Output every line of the records below as a numbered list. Skip blank lines and leave out the pictures.

Items listed in a dataset:
━━━━━━━━━━━━━━━━━━━━

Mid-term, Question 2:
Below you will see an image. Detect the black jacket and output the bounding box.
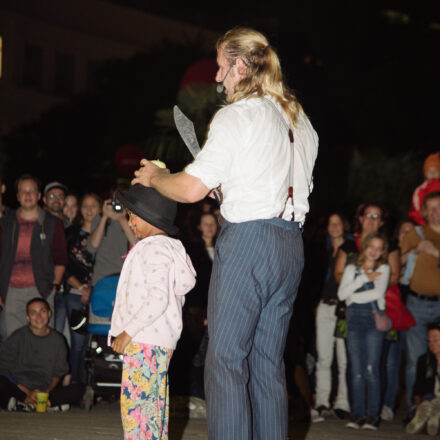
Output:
[413,352,437,398]
[0,209,59,302]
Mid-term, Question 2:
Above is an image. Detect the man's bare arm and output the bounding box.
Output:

━━━━━━━━━━━━━━━━━━━━

TASK RESPONSE:
1. Mid-term, Question 2:
2. Below you will see an image. Detect the black jacket and output the bounding box.
3. Output:
4. [413,352,437,398]
5. [0,209,59,302]
6. Mid-term, Question 2:
7. Above is an image. Detect the man's bare arm and output the bounding box.
8. Output:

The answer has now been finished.